**WORK INSTRUCTIONS:** Reproduce only the stretch of the listing from its beginning through the line containing "96,117,132,163", replacing "Coordinate format" with "Box format" and leaving all else unchanged.

**DATASET CONTENT:**
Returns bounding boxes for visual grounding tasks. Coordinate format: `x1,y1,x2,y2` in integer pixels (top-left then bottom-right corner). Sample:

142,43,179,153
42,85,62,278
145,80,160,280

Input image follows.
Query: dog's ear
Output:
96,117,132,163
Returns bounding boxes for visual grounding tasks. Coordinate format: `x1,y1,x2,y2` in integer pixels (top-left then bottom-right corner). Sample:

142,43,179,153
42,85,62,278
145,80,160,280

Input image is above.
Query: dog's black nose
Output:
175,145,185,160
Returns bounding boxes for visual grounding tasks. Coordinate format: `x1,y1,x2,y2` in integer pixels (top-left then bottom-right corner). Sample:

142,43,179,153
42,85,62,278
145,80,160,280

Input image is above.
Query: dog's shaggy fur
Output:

**SOLUTION BELOW:**
Returns bounding boxes for visual grounding tasks. Box format: `x1,y1,x2,y2` in integer pixels (top-left then bottom-right corner). Sample:

142,43,179,153
42,85,62,278
145,80,160,280

Input image follows.
Query: dog's ear
Output:
96,117,132,163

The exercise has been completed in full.